%%

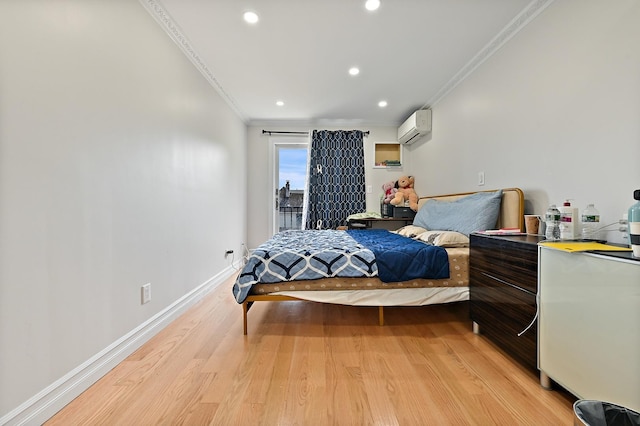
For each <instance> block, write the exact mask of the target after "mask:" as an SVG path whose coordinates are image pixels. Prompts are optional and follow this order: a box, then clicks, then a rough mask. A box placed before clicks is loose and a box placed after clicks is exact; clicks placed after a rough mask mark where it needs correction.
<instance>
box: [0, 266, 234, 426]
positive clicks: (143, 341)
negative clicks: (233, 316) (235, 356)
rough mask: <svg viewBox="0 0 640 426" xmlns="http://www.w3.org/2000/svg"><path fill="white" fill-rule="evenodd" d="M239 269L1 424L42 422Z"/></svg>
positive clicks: (219, 277) (0, 423) (156, 322)
mask: <svg viewBox="0 0 640 426" xmlns="http://www.w3.org/2000/svg"><path fill="white" fill-rule="evenodd" d="M236 272H237V269H234V268H233V267H232V266H229V267H228V268H226V269H224V270H223V271H222V272H220V273H219V274H217V275H215V276H213V277H211V278H209V279H208V280H207V281H205V282H204V283H203V284H201V285H199V286H198V287H197V288H195V289H194V290H192V291H191V292H189V293H187V294H186V295H184V296H183V297H181V298H180V299H178V300H177V301H175V302H174V303H172V304H171V305H169V306H168V307H167V308H165V309H164V310H162V311H161V312H159V313H157V314H156V315H154V316H153V317H151V318H150V319H149V320H147V321H145V322H144V323H142V324H140V325H139V326H138V327H136V328H135V329H133V330H132V331H130V332H129V333H127V334H126V335H124V336H122V337H121V338H120V339H118V340H116V341H115V342H113V343H112V344H111V345H109V346H107V347H106V348H105V349H103V350H102V351H100V352H99V353H97V354H96V355H94V356H93V357H91V358H90V359H88V360H87V361H85V362H84V363H82V364H81V365H79V366H78V367H76V368H75V369H73V370H72V371H70V372H69V373H68V374H66V375H65V376H63V377H61V378H60V379H58V380H56V381H55V382H54V383H52V384H51V385H49V386H47V387H46V388H45V389H43V390H42V391H40V392H38V393H37V394H36V395H34V396H33V397H31V398H30V399H28V400H27V401H25V402H24V403H22V404H21V405H20V406H18V407H16V408H15V409H13V410H12V411H10V412H9V413H7V414H6V415H5V416H3V417H2V418H0V425H3V426H5V425H6V426H8V425H41V424H42V423H44V422H45V421H47V420H48V419H49V418H50V417H51V416H53V415H54V414H55V413H57V412H58V411H60V410H61V409H62V408H63V407H64V406H65V405H67V404H68V403H69V402H71V401H72V400H73V399H75V398H76V397H77V396H78V395H80V394H81V393H82V392H84V391H85V390H87V389H88V388H89V387H90V386H91V385H93V384H94V383H95V382H97V381H98V380H99V379H100V378H101V377H102V376H104V375H105V374H107V373H108V372H109V371H110V370H111V369H113V368H114V367H115V366H116V365H118V364H119V363H120V362H122V361H123V360H124V359H125V358H126V357H128V356H129V355H131V354H132V353H133V352H135V351H136V350H137V349H138V348H140V347H141V346H142V345H143V344H145V343H146V342H147V341H148V340H149V339H151V338H152V337H153V336H155V335H156V334H157V333H158V332H159V331H160V330H162V329H163V328H165V327H166V326H167V325H169V324H170V323H171V322H172V321H174V320H175V319H176V318H177V317H178V316H180V315H181V314H183V313H184V312H185V311H186V310H187V309H189V308H190V307H191V306H193V305H194V304H195V303H196V302H198V301H199V300H201V299H202V298H203V297H204V296H205V295H207V294H208V293H209V292H211V291H212V290H213V289H215V288H216V287H217V286H218V285H220V284H221V283H223V282H224V281H226V280H227V279H228V278H229V277H231V276H232V275H233V274H234V273H236Z"/></svg>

%%

§ WORK TASK
All lines from the beginning of the material through the line that holds "negative clicks: (233, 316) (235, 356)", both included, should be returned exactly; please omit any pictures and add no other lines.

§ TASK RESPONSE
For each <instance> block, write the exact mask of the target after "mask:" as an SVG path whose coordinates are image pixels. Prompts are optional and follow this order: a box, then clicks, then a rough mask. A box placed before clicks is loose and a box placed after clicks is exact; clicks placed after a rough mask mark where it needs correction.
<instance>
box: [0, 266, 234, 426]
positive clicks: (143, 341)
negative clicks: (233, 316) (235, 356)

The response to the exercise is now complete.